(RECORDS FOR THE EXERCISE begins)

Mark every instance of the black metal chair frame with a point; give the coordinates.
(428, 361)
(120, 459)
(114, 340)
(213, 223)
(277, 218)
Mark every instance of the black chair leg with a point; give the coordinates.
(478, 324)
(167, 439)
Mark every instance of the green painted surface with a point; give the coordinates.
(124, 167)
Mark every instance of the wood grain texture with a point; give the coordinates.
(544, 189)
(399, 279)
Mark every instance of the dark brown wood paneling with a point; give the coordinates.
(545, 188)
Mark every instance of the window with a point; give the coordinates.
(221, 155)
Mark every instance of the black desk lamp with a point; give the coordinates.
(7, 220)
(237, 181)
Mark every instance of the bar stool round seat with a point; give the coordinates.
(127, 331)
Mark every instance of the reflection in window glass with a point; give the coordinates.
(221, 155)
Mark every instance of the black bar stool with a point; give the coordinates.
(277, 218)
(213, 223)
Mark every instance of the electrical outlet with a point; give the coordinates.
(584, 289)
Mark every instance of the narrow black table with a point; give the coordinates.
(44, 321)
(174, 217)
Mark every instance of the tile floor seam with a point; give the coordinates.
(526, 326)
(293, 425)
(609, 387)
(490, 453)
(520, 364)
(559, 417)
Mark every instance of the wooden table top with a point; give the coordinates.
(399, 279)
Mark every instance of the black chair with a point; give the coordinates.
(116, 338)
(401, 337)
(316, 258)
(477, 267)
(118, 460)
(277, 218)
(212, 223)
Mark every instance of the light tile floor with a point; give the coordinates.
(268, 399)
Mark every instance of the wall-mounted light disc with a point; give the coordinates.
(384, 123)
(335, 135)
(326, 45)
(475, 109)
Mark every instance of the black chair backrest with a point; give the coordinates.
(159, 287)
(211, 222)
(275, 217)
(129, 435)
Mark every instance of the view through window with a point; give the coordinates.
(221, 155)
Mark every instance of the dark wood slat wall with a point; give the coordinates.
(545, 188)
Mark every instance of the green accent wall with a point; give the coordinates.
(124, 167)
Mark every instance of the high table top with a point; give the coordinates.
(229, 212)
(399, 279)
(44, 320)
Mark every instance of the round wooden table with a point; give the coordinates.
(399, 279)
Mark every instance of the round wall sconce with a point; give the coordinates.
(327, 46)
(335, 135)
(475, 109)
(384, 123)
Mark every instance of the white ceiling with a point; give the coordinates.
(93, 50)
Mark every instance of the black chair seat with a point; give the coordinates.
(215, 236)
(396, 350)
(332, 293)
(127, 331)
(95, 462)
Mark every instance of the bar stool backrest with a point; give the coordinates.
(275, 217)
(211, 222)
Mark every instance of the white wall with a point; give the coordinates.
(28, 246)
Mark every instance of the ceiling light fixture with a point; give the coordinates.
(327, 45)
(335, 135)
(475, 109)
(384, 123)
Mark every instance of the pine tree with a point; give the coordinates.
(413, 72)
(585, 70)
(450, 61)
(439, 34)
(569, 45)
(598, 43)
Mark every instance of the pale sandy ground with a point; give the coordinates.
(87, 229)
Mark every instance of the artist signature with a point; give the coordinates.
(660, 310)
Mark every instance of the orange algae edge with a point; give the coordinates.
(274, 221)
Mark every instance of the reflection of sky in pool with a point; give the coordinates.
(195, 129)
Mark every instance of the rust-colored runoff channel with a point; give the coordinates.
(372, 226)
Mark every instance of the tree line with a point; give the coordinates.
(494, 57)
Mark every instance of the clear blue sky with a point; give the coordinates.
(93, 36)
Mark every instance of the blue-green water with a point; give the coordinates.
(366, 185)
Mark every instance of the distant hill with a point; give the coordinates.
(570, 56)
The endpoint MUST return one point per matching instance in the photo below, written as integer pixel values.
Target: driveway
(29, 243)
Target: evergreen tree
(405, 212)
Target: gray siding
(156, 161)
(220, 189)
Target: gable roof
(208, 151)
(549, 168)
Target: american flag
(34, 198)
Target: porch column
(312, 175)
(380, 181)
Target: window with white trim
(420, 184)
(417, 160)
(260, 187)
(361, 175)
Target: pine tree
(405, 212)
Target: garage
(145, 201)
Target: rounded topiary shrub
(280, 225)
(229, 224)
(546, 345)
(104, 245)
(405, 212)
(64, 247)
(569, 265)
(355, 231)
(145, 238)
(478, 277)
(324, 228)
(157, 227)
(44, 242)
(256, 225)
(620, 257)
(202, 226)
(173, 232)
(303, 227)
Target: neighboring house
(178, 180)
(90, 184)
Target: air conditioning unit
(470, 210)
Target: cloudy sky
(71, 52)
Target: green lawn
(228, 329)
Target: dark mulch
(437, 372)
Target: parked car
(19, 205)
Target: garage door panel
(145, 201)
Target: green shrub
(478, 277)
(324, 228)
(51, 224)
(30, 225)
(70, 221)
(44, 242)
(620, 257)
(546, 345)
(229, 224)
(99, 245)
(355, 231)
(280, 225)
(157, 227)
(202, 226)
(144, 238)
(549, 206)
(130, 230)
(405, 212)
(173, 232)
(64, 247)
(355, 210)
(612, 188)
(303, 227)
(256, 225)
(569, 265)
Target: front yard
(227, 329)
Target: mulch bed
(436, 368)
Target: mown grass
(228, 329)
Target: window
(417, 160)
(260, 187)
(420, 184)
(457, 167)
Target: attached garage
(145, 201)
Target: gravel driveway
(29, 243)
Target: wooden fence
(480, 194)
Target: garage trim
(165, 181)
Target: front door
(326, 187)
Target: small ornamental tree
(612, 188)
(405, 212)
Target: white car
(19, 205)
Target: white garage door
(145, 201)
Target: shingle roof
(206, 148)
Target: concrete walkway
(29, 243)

(RECORDS FOR THE EXERCISE ends)

◆ ACTIVITY
All of the records should be transcribed exactly, with nothing left out.

◆ TASK RESULT
Mark every instance of the black metal chair frame with a point; give the coordinates.
(428, 361)
(120, 459)
(114, 340)
(213, 223)
(277, 218)
Mark every instance of the black chair leg with a point; give the coordinates.
(478, 324)
(167, 439)
Mark every instance of the green painted surface with a point; give the coordinates.
(124, 167)
Mark every instance of the wood grain texture with a point; give the coordinates.
(544, 189)
(399, 279)
Mark every instance of the dark brown wood paneling with a point; give the coordinates.
(545, 188)
Mark every instance of the window with a point; give the coordinates.
(221, 155)
Mark every instance of the black desk lamp with a point; give the coordinates.
(7, 220)
(237, 181)
Mark every instance of the bar stool round seat with a point; give the coordinates.
(127, 331)
Mark every instance of the reflection in window glass with a point; give the coordinates.
(221, 155)
Mark every instance of the black bar stool with a point; give the coordinates.
(277, 218)
(213, 223)
Mark every instance of the electrical outlet with a point; give the coordinates.
(584, 289)
Mark every instance of the narrow black table with a point; give the coordinates.
(44, 321)
(174, 217)
Mark every instance of the tile floor seam with a point; give the coordinates.
(526, 326)
(293, 425)
(609, 387)
(490, 453)
(520, 364)
(559, 417)
Mark every instance of the wooden table top with a point; give the coordinates.
(399, 279)
Mark every instance of the black chair with a point; give the coordinates.
(116, 338)
(401, 337)
(316, 258)
(477, 267)
(118, 460)
(277, 218)
(212, 223)
Mark every instance of the light tile floor with a point; give the coordinates.
(268, 399)
Mark every instance of the wall-mounted light disc with a point; give the coordinates.
(384, 123)
(335, 135)
(326, 45)
(475, 109)
Mark every instance of the black chair backrest with a point; give the coordinates.
(159, 287)
(211, 222)
(275, 217)
(129, 435)
Mark every instance of the view through window with a point; give the coordinates.
(221, 155)
Mark every instance of the dark wood slat wall with a point; give the coordinates.
(545, 188)
Mark every instance of the green accent wall with a point; give the coordinates.
(124, 167)
Mark every instance of the high table top with a point; give the coordinates.
(229, 212)
(399, 279)
(44, 320)
Mark every instance of the round wooden table with a point; give the coordinates.
(399, 279)
Mark every instance of the round wall sconce with a point; give the coordinates.
(327, 46)
(335, 135)
(475, 109)
(384, 123)
Mark every instance of the white ceiling with a point; give the coordinates.
(93, 50)
Mark every instance of the black chair seat with a point; give the coordinates.
(215, 236)
(396, 350)
(332, 293)
(127, 331)
(95, 462)
Mark every instance of the bar stool backrest with a point; give the coordinates.
(275, 217)
(211, 222)
Mark every instance of the white wall with a point; give the coordinates.
(28, 246)
Mark every instance of the ceiling light fixture with a point; give the coordinates.
(327, 45)
(335, 135)
(475, 109)
(384, 123)
Mark every instance of the pine tree with a point; give the coordinates.
(413, 72)
(585, 70)
(450, 61)
(439, 34)
(569, 45)
(598, 43)
Mark every instance of the pale sandy ground with a point; give the coordinates.
(87, 229)
Mark every instance of the artist signature with a point; give the coordinates.
(660, 310)
Mark every instance of the orange algae edge with a point; give the coordinates.
(274, 221)
Mark every instance of the reflection of sky in pool with a point; give the coordinates.
(195, 129)
Mark every instance of the rust-colored runoff channel with a point; give the coordinates.
(372, 226)
Mark every instance of the tree line with a point; give the coordinates.
(494, 57)
Mark every instance of the clear blue sky with a point; give the coordinates.
(93, 36)
Mark every instance of the blue-green water with a point; give the coordinates.
(366, 185)
Mark every instance of the distant hill with a point; give the coordinates.
(570, 56)
The endpoint MUST return one point per matching instance in the photo below, written as integer pixel values.
Target: driveway
(29, 243)
Target: evergreen tree
(405, 212)
Target: gray siding
(156, 161)
(220, 189)
Target: gable roof
(208, 151)
(549, 168)
Target: american flag
(34, 198)
Target: porch column
(312, 175)
(380, 181)
Target: window with white trim
(420, 184)
(417, 160)
(260, 187)
(361, 175)
Target: pine tree
(405, 212)
Target: garage
(145, 201)
Target: rounded topiary shrub
(280, 225)
(229, 224)
(546, 345)
(104, 245)
(405, 212)
(64, 247)
(569, 265)
(355, 231)
(145, 238)
(478, 277)
(324, 228)
(157, 227)
(44, 242)
(256, 225)
(620, 257)
(202, 226)
(173, 232)
(303, 227)
Target: neighboring house
(178, 180)
(90, 184)
Target: air conditioning unit
(470, 210)
Target: cloudy sky
(71, 52)
Target: green lawn
(228, 329)
Target: dark mulch
(437, 372)
Target: parked car
(19, 205)
Target: garage door panel
(145, 201)
Target: green shrub
(478, 277)
(324, 228)
(51, 224)
(30, 225)
(70, 221)
(44, 242)
(620, 257)
(546, 345)
(229, 224)
(99, 245)
(355, 231)
(280, 225)
(157, 227)
(202, 226)
(144, 238)
(549, 206)
(130, 230)
(405, 212)
(173, 232)
(64, 247)
(355, 210)
(612, 188)
(303, 227)
(256, 225)
(569, 265)
Target: front yard
(227, 329)
Target: mulch bed
(436, 368)
Target: mown grass
(228, 329)
Target: window
(417, 160)
(260, 187)
(420, 184)
(457, 167)
Target: attached garage
(145, 201)
Target: gravel driveway
(29, 243)
Target: wooden fence
(480, 194)
Target: garage trim
(165, 181)
Target: front door
(326, 187)
Target: small ornamental tree
(612, 188)
(405, 212)
Target: white car
(19, 205)
Target: white garage door
(145, 201)
Target: shingle roof
(206, 148)
Target: concrete walkway
(29, 243)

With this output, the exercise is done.